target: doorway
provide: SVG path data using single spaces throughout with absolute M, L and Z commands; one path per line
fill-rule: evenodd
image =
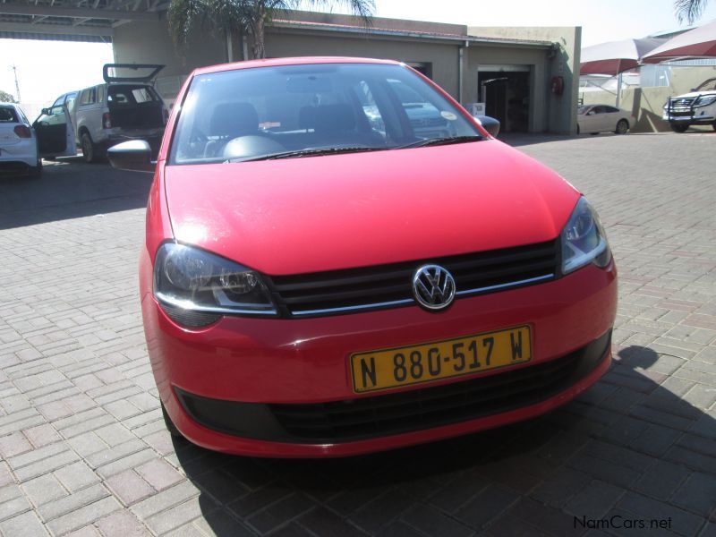
M 527 132 L 530 126 L 530 66 L 484 65 L 477 72 L 478 98 L 485 114 L 504 132 Z

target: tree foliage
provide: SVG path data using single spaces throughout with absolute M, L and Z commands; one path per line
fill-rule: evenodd
M 15 98 L 13 96 L 12 93 L 8 93 L 7 91 L 3 91 L 0 90 L 0 102 L 3 103 L 16 103 Z
M 178 47 L 186 47 L 192 35 L 210 31 L 226 37 L 232 30 L 243 30 L 252 38 L 254 58 L 266 56 L 266 24 L 282 13 L 301 7 L 314 9 L 347 7 L 371 24 L 373 0 L 172 0 L 169 5 L 169 31 Z
M 678 17 L 678 21 L 686 21 L 694 24 L 703 14 L 709 0 L 674 0 L 674 10 Z

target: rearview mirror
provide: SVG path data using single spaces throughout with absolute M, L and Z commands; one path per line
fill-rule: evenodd
M 123 141 L 107 151 L 109 164 L 118 170 L 128 172 L 154 172 L 156 162 L 151 161 L 151 148 L 144 140 Z
M 499 121 L 489 115 L 474 115 L 477 123 L 482 125 L 482 128 L 490 132 L 490 136 L 497 138 L 499 132 Z

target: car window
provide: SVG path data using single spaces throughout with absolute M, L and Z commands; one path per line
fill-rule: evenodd
M 30 122 L 28 121 L 28 118 L 25 115 L 25 113 L 22 112 L 22 110 L 21 108 L 17 108 L 15 111 L 17 112 L 17 115 L 20 116 L 21 123 L 24 123 L 24 124 L 30 124 Z
M 157 102 L 160 98 L 153 88 L 136 84 L 111 84 L 107 93 L 107 102 L 114 105 Z
M 320 64 L 197 75 L 170 164 L 333 148 L 388 149 L 480 132 L 405 65 Z
M 11 107 L 0 107 L 0 123 L 18 123 L 15 109 Z
M 82 95 L 80 98 L 80 104 L 81 105 L 91 105 L 96 102 L 95 98 L 96 94 L 96 88 L 88 88 L 84 91 L 82 91 Z
M 74 105 L 77 103 L 77 98 L 75 96 L 67 98 L 67 100 L 64 101 L 64 106 L 67 107 L 67 111 L 72 114 L 74 111 Z

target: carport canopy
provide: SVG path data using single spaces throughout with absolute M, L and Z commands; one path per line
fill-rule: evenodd
M 0 38 L 110 42 L 114 29 L 158 21 L 169 0 L 4 0 Z

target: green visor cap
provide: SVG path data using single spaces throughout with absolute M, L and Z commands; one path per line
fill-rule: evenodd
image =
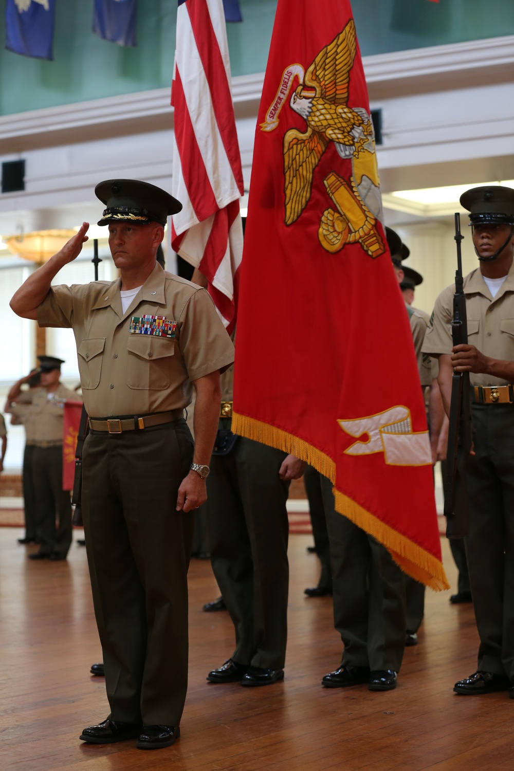
M 400 289 L 415 289 L 423 283 L 423 277 L 421 273 L 418 273 L 418 271 L 408 268 L 407 265 L 404 265 L 401 270 L 403 271 L 403 280 L 400 284 Z
M 469 214 L 470 225 L 486 223 L 514 225 L 514 190 L 501 185 L 472 187 L 460 197 Z
M 180 201 L 166 190 L 139 180 L 106 180 L 96 185 L 95 194 L 106 207 L 99 225 L 158 222 L 164 226 L 170 214 L 182 209 Z

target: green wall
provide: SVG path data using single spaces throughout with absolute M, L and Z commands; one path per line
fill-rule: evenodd
M 139 0 L 136 49 L 92 34 L 93 0 L 56 0 L 53 62 L 5 49 L 5 2 L 0 0 L 0 115 L 170 86 L 176 0 Z M 319 12 L 324 2 L 312 0 Z M 240 2 L 244 22 L 228 25 L 232 73 L 264 72 L 277 0 Z M 294 13 L 295 0 L 291 4 Z M 352 5 L 365 56 L 514 34 L 514 0 Z

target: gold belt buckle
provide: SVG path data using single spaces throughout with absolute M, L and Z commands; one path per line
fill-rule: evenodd
M 113 427 L 111 427 L 112 424 L 113 424 Z M 113 419 L 113 420 L 108 420 L 107 430 L 109 431 L 109 433 L 122 433 L 121 420 L 119 419 L 119 418 L 114 418 Z

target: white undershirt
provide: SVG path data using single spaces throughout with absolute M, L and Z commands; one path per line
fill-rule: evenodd
M 127 289 L 126 291 L 120 291 L 121 295 L 121 307 L 123 313 L 126 311 L 127 308 L 134 299 L 137 295 L 139 289 L 143 287 L 143 284 L 140 287 L 136 287 L 135 289 Z
M 494 300 L 496 295 L 502 288 L 503 281 L 506 280 L 507 277 L 502 276 L 501 278 L 486 278 L 485 276 L 482 276 L 482 278 L 484 279 L 488 287 L 489 288 L 489 291 L 491 292 L 492 295 L 492 299 Z

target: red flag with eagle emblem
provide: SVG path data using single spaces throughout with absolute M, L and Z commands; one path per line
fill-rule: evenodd
M 278 0 L 250 187 L 233 431 L 334 483 L 336 509 L 448 588 L 425 405 L 383 227 L 348 0 Z

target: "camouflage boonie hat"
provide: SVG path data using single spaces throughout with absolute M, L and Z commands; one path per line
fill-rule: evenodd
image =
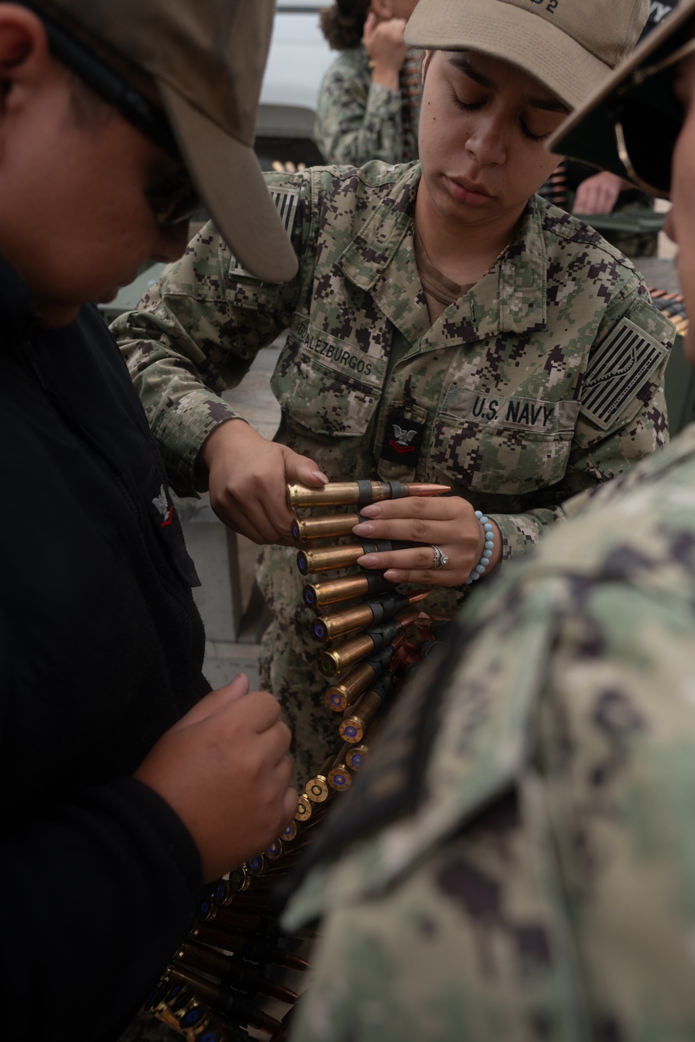
M 180 154 L 225 241 L 258 278 L 292 278 L 297 258 L 253 151 L 274 0 L 20 2 L 56 23 L 95 61 L 125 69 L 135 105 L 128 70 L 154 80 Z M 144 108 L 147 103 L 141 98 Z
M 629 54 L 648 14 L 648 0 L 420 0 L 405 40 L 501 58 L 576 108 Z

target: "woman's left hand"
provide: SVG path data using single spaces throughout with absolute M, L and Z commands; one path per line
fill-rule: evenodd
M 482 556 L 485 534 L 471 504 L 460 496 L 413 496 L 386 500 L 365 506 L 369 518 L 352 529 L 361 539 L 391 539 L 423 543 L 409 550 L 366 553 L 357 561 L 363 568 L 386 571 L 391 582 L 417 582 L 420 586 L 458 587 L 468 581 Z M 489 575 L 502 553 L 499 528 L 491 522 L 495 547 L 485 574 Z M 448 556 L 441 568 L 433 568 L 438 546 Z

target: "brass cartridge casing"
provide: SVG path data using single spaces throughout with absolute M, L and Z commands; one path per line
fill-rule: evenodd
M 327 572 L 332 568 L 348 568 L 354 565 L 364 552 L 358 543 L 328 546 L 324 550 L 300 550 L 297 554 L 297 568 L 302 575 L 308 575 L 309 572 Z
M 306 783 L 306 795 L 312 802 L 324 803 L 328 799 L 328 796 L 330 795 L 328 774 L 337 764 L 342 763 L 344 749 L 345 746 L 343 746 L 340 752 L 332 753 L 332 755 L 328 756 L 325 764 L 322 765 L 315 776 Z
M 292 522 L 292 535 L 297 542 L 303 539 L 333 539 L 349 536 L 356 524 L 358 514 L 330 514 L 323 518 L 297 518 Z
M 358 771 L 367 763 L 369 746 L 361 742 L 358 745 L 351 745 L 350 751 L 345 758 L 346 765 L 351 771 Z
M 308 821 L 312 817 L 314 804 L 308 798 L 305 792 L 301 794 L 297 800 L 297 810 L 295 811 L 295 821 Z
M 321 615 L 312 623 L 312 632 L 320 641 L 330 641 L 334 637 L 354 634 L 374 621 L 374 613 L 369 604 L 356 604 L 334 615 Z
M 333 651 L 322 651 L 319 655 L 319 669 L 324 676 L 337 676 L 344 669 L 349 669 L 361 659 L 371 654 L 373 650 L 374 641 L 371 637 L 361 634 Z
M 352 785 L 352 775 L 347 768 L 345 760 L 340 764 L 336 764 L 333 769 L 328 772 L 328 785 L 334 792 L 348 791 Z
M 361 488 L 362 486 L 362 488 Z M 371 489 L 370 489 L 371 486 Z M 369 495 L 363 498 L 363 492 Z M 450 492 L 449 485 L 401 485 L 399 481 L 329 481 L 321 489 L 309 489 L 305 485 L 288 486 L 288 506 L 291 511 L 298 506 L 354 506 L 358 502 L 378 503 L 392 499 L 394 492 L 403 496 L 438 496 Z
M 349 742 L 350 745 L 362 742 L 382 704 L 382 697 L 375 691 L 365 691 L 359 696 L 352 714 L 341 720 L 339 730 L 343 741 Z
M 326 579 L 325 582 L 309 582 L 304 587 L 303 597 L 309 607 L 321 607 L 366 594 L 390 593 L 395 589 L 394 584 L 388 582 L 379 572 L 371 572 L 369 575 L 346 575 L 344 578 Z
M 333 713 L 343 713 L 348 705 L 352 704 L 357 695 L 361 695 L 372 683 L 375 676 L 376 673 L 372 666 L 366 662 L 357 663 L 340 684 L 334 684 L 327 689 L 324 695 L 326 705 Z

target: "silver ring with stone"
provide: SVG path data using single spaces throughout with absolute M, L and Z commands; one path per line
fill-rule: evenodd
M 440 546 L 435 546 L 432 543 L 432 550 L 435 551 L 435 564 L 432 565 L 435 571 L 437 571 L 438 568 L 444 568 L 445 565 L 449 564 L 447 554 Z

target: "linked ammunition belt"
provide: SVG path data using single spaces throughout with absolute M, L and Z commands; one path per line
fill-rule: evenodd
M 651 286 L 649 287 L 649 293 L 651 294 L 651 302 L 654 307 L 657 307 L 667 319 L 671 319 L 676 332 L 680 337 L 685 337 L 688 332 L 688 315 L 682 295 L 680 293 L 667 293 L 666 290 L 659 290 Z
M 447 491 L 445 486 L 397 481 L 334 482 L 318 490 L 290 486 L 288 503 L 293 508 L 357 508 L 297 518 L 294 536 L 300 547 L 299 571 L 309 575 L 344 568 L 353 565 L 368 548 L 391 548 L 394 544 L 368 543 L 354 537 L 345 545 L 315 546 L 319 540 L 350 537 L 359 521 L 358 510 L 368 503 Z M 271 1042 L 287 1038 L 297 992 L 303 990 L 298 982 L 311 968 L 305 956 L 316 935 L 307 932 L 289 937 L 281 932 L 277 887 L 311 842 L 312 830 L 329 812 L 331 800 L 350 788 L 373 748 L 402 678 L 408 679 L 417 668 L 417 661 L 403 666 L 397 649 L 406 644 L 411 659 L 424 660 L 452 625 L 420 614 L 415 605 L 428 593 L 400 593 L 381 574 L 362 571 L 304 588 L 304 603 L 320 613 L 307 619 L 317 640 L 346 638 L 319 653 L 319 668 L 329 680 L 324 695 L 326 709 L 341 714 L 337 717 L 337 743 L 303 787 L 294 820 L 282 836 L 210 888 L 193 929 L 145 1003 L 146 1010 L 176 1028 L 188 1042 L 240 1042 L 250 1039 L 247 1028 L 268 1035 Z M 325 611 L 359 597 L 367 599 Z M 406 642 L 406 630 L 416 622 L 420 639 Z M 278 971 L 286 977 L 281 983 Z M 290 974 L 293 977 L 288 982 Z M 277 1016 L 267 1012 L 268 1000 L 274 1003 Z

:::::

=== Set problem ===
Copy the data verbatim from the line with "target: green visor cap" to the line with "M 469 214 L", including both of those lines. Omit the pictures from your copy.

=== Solution to the problem ===
target: green visor cap
provide: SVG path data using single spaces throughout with absolute M, L and Z commands; one path per line
fill-rule: evenodd
image =
M 400 289 L 415 289 L 423 283 L 423 277 L 421 273 L 418 273 L 418 271 L 408 268 L 407 265 L 404 265 L 401 270 L 403 271 L 403 280 L 400 284 Z
M 469 214 L 470 225 L 486 223 L 514 225 L 514 190 L 501 185 L 472 187 L 460 197 Z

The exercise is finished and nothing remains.